- _Set exercise 1_
Pick out every line of the records that contains the string "roof", and copy each one. Case counts.

Personalities : [linear] [multipath] [raid0] [raid1] [raid6] [raid5] [raid4] [raid10] 
md0 : active raid1 sdb2[1] sda2[0]
      9764529 blocks super 1.2 [2/2] [UU]
      
md1 : active raid1 sdb4[1] sda4[0]
      1938863967 blocks super 1.2 [2/2] [UU]
      
unused devices: <none>

-------------------------
Disk layout
-------------------------

The disk are two 2TB sata. No multipath. No hardware raid (I thing the controller supports hardware raid). I don't know any further detail of the hardware, tell me if you need more information about that.

There are 2 raid partitions and 1 swap on each disk.
 - md0 (raid1) -> root filesystem
 - md1 (raid1) -> one LVM physical volume, one volume group, all the LV from here...

Some of the LV are PV for the guest machines. I've configured the "filter" on lvm.conf, so now only /dev/sd? and /dev/md? are scanned (and not the LV that are PV for the guests), but this doesn't fixed the problem.

I've to say that I've some trouble with this server some time ago. The server worked ok, but some times the boot process stopped with an error. It seems that the raid took too many time to startup, and failed to mount the filesystem. I workaround that adding file on /etc/initramfs-tools/scripts/local-premount/waitbeforemount with a "sleep 5" line... and with this pause we have no more boot problems.

Tell me if you need more information about something else...

- _Extracted material_

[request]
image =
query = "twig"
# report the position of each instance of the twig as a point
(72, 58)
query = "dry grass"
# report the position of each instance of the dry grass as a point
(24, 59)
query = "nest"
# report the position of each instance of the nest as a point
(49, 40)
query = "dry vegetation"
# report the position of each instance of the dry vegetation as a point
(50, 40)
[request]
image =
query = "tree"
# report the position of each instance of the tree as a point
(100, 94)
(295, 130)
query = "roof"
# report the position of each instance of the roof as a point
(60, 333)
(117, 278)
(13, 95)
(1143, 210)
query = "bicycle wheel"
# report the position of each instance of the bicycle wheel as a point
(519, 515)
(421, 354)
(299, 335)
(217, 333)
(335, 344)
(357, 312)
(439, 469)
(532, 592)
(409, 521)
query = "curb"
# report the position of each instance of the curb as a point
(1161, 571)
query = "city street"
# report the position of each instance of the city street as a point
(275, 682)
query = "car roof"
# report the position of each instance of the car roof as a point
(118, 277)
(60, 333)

- _Set exercise 2_
Carry on the forum post about the server's RAID and LVM setup, starting after its last sentence.

- _Exercise result 1_
query = "roof"
# report the position of each instance of the roof as a point
query = "car roof"
# report the position of each instance of the car roof as a point

- _Exercise result 2_
Peter Petrakis (peter-petrakis) on 2011-11-28

summary:

- KVM guest fails to autostart sometimes with
- virSecurityDACRestoreSecurityFileLabel error
+ libvirt fails to start correctly because LVM is not ready

Revision history for this message

Serge Hallyn (serge-hallyn) wrote on 2011-11-28:

#6

Hi,

to find out more, we need the udev debug output. Could you please edit /usr/share/initramfs-tools/scripts/init-top/udev so that the line starting udevd reads:

/sbin/udevd --daemon --debug --resolve-names=never > /dev/.initramfs/udev.out 2>&1

then run

sudo update-initramfs -k all -u

After a reboot, you'll find the debug info in /dev/.initramfs/udev.out. Please attach that here.

Please also give us the output of the commands:

  sudo pvscan
  sudo vgscan
  sudo lvscan

Changed in udev (Ubuntu):
status:	New → Incomplete

MR_JOC (joc-jpg) on 2011-12-05

Changed in udev (Ubuntu):
status:	Incomplete → Confirmed

Revision history for this message

Serge Hallyn (serge-hallyn) wrote on 2011-12-05:

#7

Please don't change the state from incomplete until the requested information has been provided.

Changed in udev (Ubuntu):
status:	Confirmed → Incomplete

Revision history for this message

Horacio (hgdeoro) wrote on 2011-12-14:

#8

This is the output of the lvm scan commands. I'll ask permission to reboot the server tonight to post the debug output of udev.

web4:~# sudo pvscan
PV /dev/md1 VG vg_default lvm2 [1.81 TiB / 1.33 TiB free]
Total: 1 [1.81 TiB] / in use: 1 [1.81 TiB] / in no VG: 0 [0 ]

web4:~# sudo vgscan
Reading all physical volumes. This may take a while...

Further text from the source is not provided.